Select and copy every line of the records that contains the word "rough". Case counts.

-- Data follows --

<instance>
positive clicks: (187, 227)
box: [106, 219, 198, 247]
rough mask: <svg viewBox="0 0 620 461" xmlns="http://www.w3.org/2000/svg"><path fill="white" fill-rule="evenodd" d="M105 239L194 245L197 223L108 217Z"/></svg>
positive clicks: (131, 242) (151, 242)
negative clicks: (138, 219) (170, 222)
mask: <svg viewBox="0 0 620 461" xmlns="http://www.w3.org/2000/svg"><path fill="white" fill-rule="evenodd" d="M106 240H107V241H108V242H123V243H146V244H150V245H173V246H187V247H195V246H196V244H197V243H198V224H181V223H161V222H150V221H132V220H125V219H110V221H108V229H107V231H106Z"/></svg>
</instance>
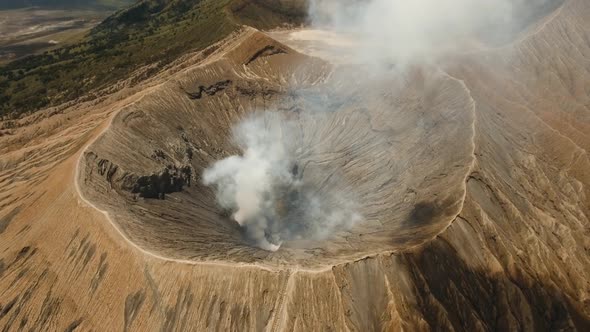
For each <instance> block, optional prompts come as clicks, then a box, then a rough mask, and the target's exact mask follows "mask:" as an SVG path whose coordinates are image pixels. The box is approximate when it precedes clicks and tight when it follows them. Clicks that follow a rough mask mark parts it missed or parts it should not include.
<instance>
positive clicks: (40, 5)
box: [0, 0, 134, 10]
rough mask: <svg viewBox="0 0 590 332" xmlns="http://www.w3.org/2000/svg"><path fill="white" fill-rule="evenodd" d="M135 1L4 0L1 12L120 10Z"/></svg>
mask: <svg viewBox="0 0 590 332" xmlns="http://www.w3.org/2000/svg"><path fill="white" fill-rule="evenodd" d="M133 2H134V0H2V1H1V2H0V10H5V9H17V8H27V7H41V8H44V9H64V8H65V9H72V8H103V9H109V8H110V9H118V8H123V7H125V6H128V5H130V4H132V3H133Z"/></svg>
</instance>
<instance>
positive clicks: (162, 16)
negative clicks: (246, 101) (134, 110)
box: [0, 0, 302, 118]
mask: <svg viewBox="0 0 590 332" xmlns="http://www.w3.org/2000/svg"><path fill="white" fill-rule="evenodd" d="M269 3H271V2H269V0H252V1H244V0H239V1H236V0H172V1H170V0H143V1H140V2H138V3H137V4H135V5H133V6H132V7H130V8H128V9H126V10H123V11H120V12H118V13H116V14H114V15H112V16H110V17H109V18H107V19H106V20H105V21H103V22H102V23H101V24H100V25H98V26H97V27H96V28H94V29H93V30H92V31H91V32H90V34H89V35H88V36H87V37H85V38H84V39H83V40H82V41H80V42H77V43H74V44H72V45H69V46H66V47H62V48H58V49H55V50H51V51H48V52H45V53H43V54H41V55H35V56H30V57H27V58H23V59H20V60H16V61H13V62H11V63H9V64H7V65H5V66H4V67H0V115H1V116H2V118H15V117H18V116H21V115H22V114H26V113H30V112H33V111H35V110H38V109H40V108H43V107H47V106H53V105H58V104H61V103H63V102H66V101H69V100H73V99H75V98H77V97H80V96H83V95H85V94H87V93H88V92H90V91H93V90H96V89H100V88H104V87H107V86H109V85H110V84H113V83H114V82H116V81H118V80H120V79H123V78H126V77H128V76H129V75H130V73H131V72H132V71H133V70H135V69H137V68H139V67H141V66H144V65H147V64H154V63H157V64H158V66H156V67H155V68H154V69H153V73H155V72H157V71H158V69H159V68H161V67H162V66H164V65H165V64H167V63H170V62H171V61H173V60H174V59H176V58H178V57H179V56H180V55H182V54H183V53H185V52H187V51H191V50H200V49H204V48H206V47H207V46H209V45H211V44H213V43H215V42H217V41H219V40H221V39H222V38H224V37H226V36H227V35H228V34H229V33H231V32H232V31H234V30H235V29H237V28H238V27H239V25H240V24H242V23H249V24H251V25H254V26H258V27H263V28H268V27H271V26H273V25H278V24H280V23H281V22H291V21H293V22H294V21H297V20H300V19H301V17H302V16H301V15H294V14H293V12H291V11H290V10H291V9H289V10H285V11H282V10H277V8H278V7H276V5H274V6H275V8H273V6H269V5H268V4H269ZM279 9H280V8H279ZM290 15H293V16H292V17H291V16H290Z"/></svg>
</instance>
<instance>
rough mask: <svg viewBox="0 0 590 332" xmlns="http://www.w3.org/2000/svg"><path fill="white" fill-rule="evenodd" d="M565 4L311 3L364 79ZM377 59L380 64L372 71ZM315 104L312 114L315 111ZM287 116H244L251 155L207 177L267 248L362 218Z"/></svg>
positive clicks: (343, 2)
mask: <svg viewBox="0 0 590 332" xmlns="http://www.w3.org/2000/svg"><path fill="white" fill-rule="evenodd" d="M559 2H560V1H553V2H552V1H551V0H446V1H438V0H411V1H409V0H309V13H308V14H309V17H310V21H311V22H310V23H311V26H312V28H313V29H317V30H318V31H323V32H320V33H318V34H320V35H322V34H324V32H327V35H328V36H331V38H330V39H331V40H330V42H331V43H328V44H329V45H330V46H331V47H332V48H338V47H339V46H346V48H345V49H339V50H338V51H335V53H338V52H344V53H350V54H346V56H347V57H349V58H351V59H353V62H356V63H359V64H363V65H369V66H363V67H362V68H363V69H362V70H363V71H364V72H363V74H362V75H359V73H358V69H357V70H356V71H355V70H354V69H352V70H351V68H347V69H343V68H341V69H340V71H339V73H338V75H340V76H346V77H348V79H344V80H342V81H348V82H354V84H357V85H362V84H363V83H362V82H361V81H359V80H361V79H362V78H363V77H364V78H365V79H366V80H371V79H372V78H371V77H372V76H375V75H377V76H378V75H392V74H393V73H394V72H392V71H383V70H382V69H380V68H378V67H380V66H382V65H386V66H390V65H391V64H395V66H396V67H398V68H404V67H405V65H407V64H414V63H432V62H436V59H438V58H439V57H440V56H441V55H443V54H446V53H449V52H456V51H461V50H476V49H478V48H480V47H493V46H497V45H501V44H502V43H504V42H506V41H508V40H509V39H510V38H512V37H514V35H515V34H516V33H518V32H519V30H520V29H522V27H523V26H525V25H526V23H528V22H529V21H530V20H531V19H532V18H534V16H535V15H537V14H538V12H539V10H544V9H547V7H548V6H549V7H550V6H555V5H554V4H555V3H559ZM324 35H326V34H324ZM337 36H345V38H344V39H343V41H344V42H342V40H339V41H335V40H334V39H337V38H336V37H337ZM332 37H334V38H332ZM349 41H353V43H352V44H351V43H349ZM351 45H354V46H352V47H351ZM372 65H377V70H371V69H370V68H371V66H372ZM368 71H370V72H368ZM402 72H403V69H402ZM397 74H400V72H397ZM330 88H331V89H332V90H333V91H332V93H333V95H334V96H335V98H340V99H345V98H342V97H343V96H346V95H347V91H344V90H345V89H344V88H343V87H338V86H332V87H330ZM339 89H340V90H339ZM326 104H329V101H328V103H326V101H324V103H322V102H311V103H310V106H311V107H310V108H311V109H316V110H315V112H317V109H318V108H321V107H322V106H323V105H324V106H325V105H326ZM311 109H309V110H307V111H309V112H314V111H313V110H311ZM277 113H278V112H277ZM277 113H272V112H267V113H263V114H258V115H256V116H253V117H251V118H248V119H247V120H245V121H243V122H241V123H239V124H238V125H237V126H236V127H235V128H234V132H233V138H234V141H235V143H236V145H237V146H239V147H240V148H241V149H242V152H243V153H242V154H241V155H235V156H231V157H229V158H226V159H223V160H220V161H218V162H216V163H215V164H213V165H212V166H211V167H210V168H208V169H207V170H206V171H205V172H204V176H203V178H204V183H205V184H206V185H209V186H213V187H214V188H215V189H216V194H217V200H218V203H219V205H220V206H221V207H223V208H224V209H226V210H228V211H231V214H232V218H233V219H234V220H235V221H236V222H237V223H239V224H240V225H241V226H242V227H244V228H245V230H246V233H247V234H248V237H249V238H250V239H251V240H253V241H254V242H255V244H256V245H257V246H259V247H260V248H262V249H265V250H270V251H276V250H278V249H279V247H280V246H281V244H282V243H283V242H284V241H288V240H294V239H295V240H298V239H312V240H318V239H324V238H327V237H329V236H331V235H333V234H334V233H336V232H338V231H342V230H347V229H350V228H351V227H352V226H354V224H356V223H357V222H359V221H360V220H361V219H362V218H361V216H360V214H359V213H358V212H356V209H355V208H354V206H355V204H354V200H353V199H352V198H350V197H344V195H343V193H342V192H341V191H339V190H336V189H335V187H334V188H317V187H316V186H315V183H314V181H312V180H310V179H312V178H314V177H315V178H316V180H317V179H318V178H321V176H322V175H321V174H319V176H318V174H312V175H311V176H310V175H309V174H308V171H306V170H305V166H304V165H302V164H300V163H301V160H300V158H299V156H300V155H301V154H302V151H299V148H300V147H299V146H298V142H299V140H298V136H297V132H298V131H297V126H295V125H294V124H293V123H291V122H289V121H286V120H285V119H281V118H280V117H279V116H276V114H277ZM271 114H274V115H271ZM316 182H317V181H316Z"/></svg>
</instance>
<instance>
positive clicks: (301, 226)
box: [203, 112, 361, 251]
mask: <svg viewBox="0 0 590 332" xmlns="http://www.w3.org/2000/svg"><path fill="white" fill-rule="evenodd" d="M298 137H299V135H298V129H297V125H296V123H294V122H292V121H291V120H287V119H284V118H281V117H280V114H278V113H273V112H265V113H259V114H255V115H253V116H251V117H249V118H247V119H246V120H244V121H242V122H240V123H239V124H237V126H235V128H234V130H233V139H234V141H235V144H236V145H237V146H239V147H240V148H241V149H242V151H243V153H242V155H236V156H231V157H228V158H226V159H223V160H221V161H218V162H216V163H215V164H213V166H211V167H210V168H208V169H207V170H206V171H205V173H204V175H203V180H204V183H205V184H206V185H210V186H214V187H215V188H216V193H217V200H218V203H219V205H220V206H221V207H223V208H224V209H227V210H229V211H231V213H232V218H233V219H234V220H235V221H236V222H237V223H238V224H240V226H242V227H244V229H245V230H246V233H247V236H248V238H249V239H250V240H252V241H254V243H255V244H256V245H257V246H258V247H260V248H262V249H265V250H269V251H276V250H278V249H279V247H280V246H281V244H282V243H283V241H288V240H322V239H325V238H327V237H329V236H330V235H332V234H334V233H335V232H337V231H341V230H346V229H349V228H350V227H352V226H353V225H354V224H355V223H357V222H358V221H360V220H361V217H360V215H359V214H358V213H357V212H356V211H355V209H354V208H353V207H354V203H353V202H352V201H351V199H350V197H345V195H344V194H341V193H339V192H338V191H337V190H336V189H335V188H334V187H330V186H321V187H320V186H317V185H316V180H317V178H318V177H321V175H320V174H317V173H318V172H317V171H315V174H307V173H308V171H307V170H306V169H305V165H302V164H300V163H299V160H301V158H299V156H301V155H302V154H303V153H305V151H303V149H302V148H301V145H302V144H301V140H300V139H299V138H298ZM312 172H313V171H312ZM326 176H327V175H326Z"/></svg>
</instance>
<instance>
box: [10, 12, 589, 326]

-- Data concluded --

■ **Solution below**
rough mask: <svg viewBox="0 0 620 461" xmlns="http://www.w3.org/2000/svg"><path fill="white" fill-rule="evenodd" d="M105 239L194 245L197 223L108 217Z"/></svg>
For each <instance> block, optional prompts come as clicks, then a box, then a rough mask, and the target's exact mask follows "mask:" as an SVG path whose coordinates are image pixels. The box is approximate when it precedes clicks and tight when it follows them. Clicks that follow a rough mask mark parts it missed or parts it should not include.
rough mask: <svg viewBox="0 0 590 332" xmlns="http://www.w3.org/2000/svg"><path fill="white" fill-rule="evenodd" d="M135 1L4 0L1 12L120 10Z"/></svg>
rough mask: <svg viewBox="0 0 590 332" xmlns="http://www.w3.org/2000/svg"><path fill="white" fill-rule="evenodd" d="M565 4L311 3L364 79ZM377 59L380 64L372 71ZM315 104L312 114L315 111ZM287 116H244L251 155L207 177L267 248L362 218Z"/></svg>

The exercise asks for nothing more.